EXERCISE:
Repeat the data below exactly, dropping any pictures it holds.

.....

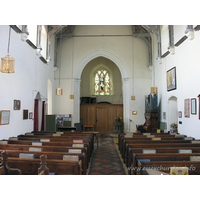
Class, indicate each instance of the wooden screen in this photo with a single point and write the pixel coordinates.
(102, 116)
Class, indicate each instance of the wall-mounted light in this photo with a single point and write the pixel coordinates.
(172, 50)
(132, 97)
(7, 62)
(59, 91)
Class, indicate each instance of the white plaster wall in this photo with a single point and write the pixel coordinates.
(31, 75)
(131, 52)
(186, 60)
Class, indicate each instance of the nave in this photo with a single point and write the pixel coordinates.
(105, 159)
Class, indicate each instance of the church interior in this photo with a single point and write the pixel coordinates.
(100, 99)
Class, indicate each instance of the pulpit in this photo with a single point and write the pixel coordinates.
(151, 122)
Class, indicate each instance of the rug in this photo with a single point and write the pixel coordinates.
(105, 159)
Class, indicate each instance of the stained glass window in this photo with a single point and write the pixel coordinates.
(102, 83)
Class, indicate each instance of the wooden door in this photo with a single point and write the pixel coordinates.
(102, 116)
(102, 119)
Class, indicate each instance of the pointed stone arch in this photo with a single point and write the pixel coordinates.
(77, 80)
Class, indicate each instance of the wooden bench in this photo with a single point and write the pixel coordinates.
(5, 169)
(193, 166)
(43, 169)
(50, 155)
(160, 150)
(160, 157)
(88, 126)
(59, 167)
(126, 153)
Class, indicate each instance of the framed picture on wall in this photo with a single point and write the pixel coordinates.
(25, 114)
(193, 106)
(187, 108)
(17, 104)
(171, 79)
(4, 117)
(30, 115)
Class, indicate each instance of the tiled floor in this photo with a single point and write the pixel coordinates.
(105, 159)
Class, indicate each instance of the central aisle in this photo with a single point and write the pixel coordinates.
(105, 160)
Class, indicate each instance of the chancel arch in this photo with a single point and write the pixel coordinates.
(125, 83)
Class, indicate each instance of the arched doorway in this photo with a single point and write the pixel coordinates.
(39, 113)
(125, 84)
(49, 97)
(172, 111)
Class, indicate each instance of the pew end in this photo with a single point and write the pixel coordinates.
(5, 169)
(43, 169)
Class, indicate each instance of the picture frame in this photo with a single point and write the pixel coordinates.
(187, 108)
(164, 115)
(171, 79)
(17, 105)
(25, 114)
(193, 106)
(30, 115)
(5, 117)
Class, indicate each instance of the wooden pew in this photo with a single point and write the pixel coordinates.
(59, 167)
(59, 148)
(59, 139)
(43, 169)
(5, 169)
(160, 150)
(160, 157)
(155, 144)
(162, 143)
(123, 139)
(50, 155)
(193, 166)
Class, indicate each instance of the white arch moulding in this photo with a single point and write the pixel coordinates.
(77, 80)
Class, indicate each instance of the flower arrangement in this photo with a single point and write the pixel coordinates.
(118, 119)
(174, 126)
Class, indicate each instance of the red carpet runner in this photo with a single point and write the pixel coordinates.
(105, 160)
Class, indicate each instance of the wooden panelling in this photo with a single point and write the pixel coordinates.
(102, 116)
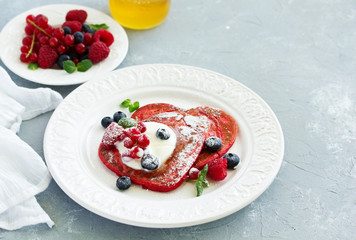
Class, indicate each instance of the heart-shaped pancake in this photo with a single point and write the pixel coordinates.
(192, 127)
(222, 125)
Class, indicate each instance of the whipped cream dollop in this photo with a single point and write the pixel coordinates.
(162, 149)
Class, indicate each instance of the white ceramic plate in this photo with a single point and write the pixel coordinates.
(11, 41)
(74, 132)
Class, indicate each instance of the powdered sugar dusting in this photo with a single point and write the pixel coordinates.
(335, 105)
(198, 123)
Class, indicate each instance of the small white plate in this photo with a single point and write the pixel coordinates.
(74, 132)
(11, 41)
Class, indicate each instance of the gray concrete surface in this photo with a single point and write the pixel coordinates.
(300, 57)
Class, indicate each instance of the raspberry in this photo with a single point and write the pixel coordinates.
(23, 58)
(193, 173)
(47, 57)
(68, 40)
(33, 57)
(128, 143)
(111, 134)
(75, 26)
(217, 169)
(88, 39)
(104, 36)
(80, 48)
(53, 42)
(133, 131)
(27, 41)
(142, 127)
(98, 51)
(29, 29)
(25, 49)
(143, 141)
(135, 152)
(58, 33)
(77, 15)
(61, 49)
(41, 21)
(31, 18)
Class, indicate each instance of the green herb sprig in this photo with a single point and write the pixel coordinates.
(131, 106)
(97, 27)
(201, 181)
(82, 66)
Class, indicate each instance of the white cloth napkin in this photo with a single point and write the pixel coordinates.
(23, 173)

.....

SOLUTION FOR THIS TASK:
Class, indicate each instance of the wooden screen in this photo with a single point and write the pixel coordinates.
(102, 116)
Class, indicate each instance of the wall-mounted light in this photo with a single point and write the pixel coordinates.
(172, 50)
(132, 97)
(7, 62)
(59, 91)
Class, indicate each instance of the white plaster wall in this photo with a single point and write the pixel coordinates.
(31, 75)
(131, 52)
(186, 60)
Class, indicate each instance of the nave in this photo with a single point and write the pixel coordinates.
(105, 159)
Class, indicate each instance of the church interior in this photo with a single point and write the pixel coordinates.
(100, 99)
Class, indicate each instance of the pulpit in this photo with a single point and write the pixel coordinates.
(151, 122)
Class, indicate each instance of the rug in this photo with a single point and write the pixel coordinates.
(105, 159)
Class, indicate each instance of the stained glass window in this photo with a single point and write the pixel coordinates.
(102, 83)
Class, indicate each instance of the wooden door in this photo with a single point and write the pixel coordinates.
(102, 116)
(102, 119)
Class, indicate each instance of the pointed stone arch in this photo with a single point and write the pixel coordinates.
(77, 80)
Class, indicate each instance of the wooden bench in this photo with a single point and write the pixel coordinates.
(5, 169)
(193, 166)
(43, 169)
(50, 155)
(160, 150)
(160, 157)
(88, 126)
(59, 167)
(126, 153)
Class, indicate each instance of the framed picture on wall in this photo with a single point and write the pixel coordinates.
(25, 114)
(193, 106)
(187, 108)
(17, 104)
(171, 79)
(4, 117)
(30, 115)
Class, indicate each instance of the tiled floor in this photo with a single point and write the pixel coordinates.
(105, 159)
Class, indicate each instance of the central aisle in this photo with a single point and write the pixel coordinates.
(105, 160)
Class, indicate each instance of the chancel arch in this photo with a single point and write the pixel coordinates.
(125, 83)
Class, indicate each instance of the arched doorway in this photo with a single point and write the pixel coordinates.
(39, 113)
(125, 84)
(49, 97)
(172, 111)
Class, indicate each instance of the pew end in this photo with a single point and write the pixel coordinates.
(5, 169)
(43, 169)
Class, indicate each instance of the picture frame in this photo with a single point and write the pixel coordinates.
(187, 108)
(164, 115)
(171, 79)
(17, 105)
(25, 114)
(193, 106)
(30, 115)
(5, 117)
Class, indicate each instance of the wooden pew in this photo with a single point and write the pixel coordinates.
(59, 167)
(59, 148)
(59, 139)
(43, 169)
(5, 169)
(160, 150)
(160, 157)
(155, 144)
(162, 143)
(123, 139)
(50, 155)
(193, 166)
Class, indicate each instance of the white arch moulding in this photo with a single point and write the pixel coordinates.
(77, 80)
Class, indicate each instance of the flower arrangement in this photo with a single point and write the pixel coordinates.
(118, 119)
(174, 126)
Class, indicate each instance of the red carpet runner in this photo with a single point and write the pixel coordinates.
(105, 160)
Class, indicate each instance of the wooden panelling in this photo with a single point and write the pixel coordinates.
(102, 116)
Class, indicate each instance of the heart-shaped pancake in this photo with a single point and write the pixel coordinates.
(192, 127)
(222, 125)
Class, indicate each instance of the whipped cream dollop in this photo with a single point and write the pixel coordinates.
(162, 149)
Class, indicate each instance of the white ceramic plate in this photo with a single point and write the pixel coordinates.
(11, 41)
(74, 132)
Class, indicate each instance of the powdered sugar dusting in this photo with a single point and write the pixel coordinates.
(335, 105)
(198, 123)
Class, indicate each instance of the small white plate in this photo with a single point and write the pixel coordinates.
(74, 132)
(11, 41)
Class, indicate each instance of the gray concrete surface in this photo with a single point and write the pixel coordinates.
(300, 57)
Class, indicate each instance of the raspberry in this photo with a single point and write the pixel coordinates.
(23, 58)
(193, 173)
(47, 57)
(68, 40)
(33, 57)
(128, 143)
(111, 134)
(75, 26)
(217, 169)
(88, 39)
(104, 36)
(80, 48)
(53, 42)
(133, 131)
(27, 41)
(142, 127)
(98, 51)
(29, 29)
(25, 49)
(143, 141)
(135, 152)
(58, 33)
(77, 15)
(61, 49)
(41, 21)
(31, 18)
Class, indicate each instance of the green herb sprig in this photo with a single point and write the pixel coordinates.
(131, 106)
(97, 27)
(201, 181)
(82, 66)
Class, indicate each instance of the white cloth napkin in this photo with a single point and write the pixel coordinates.
(23, 173)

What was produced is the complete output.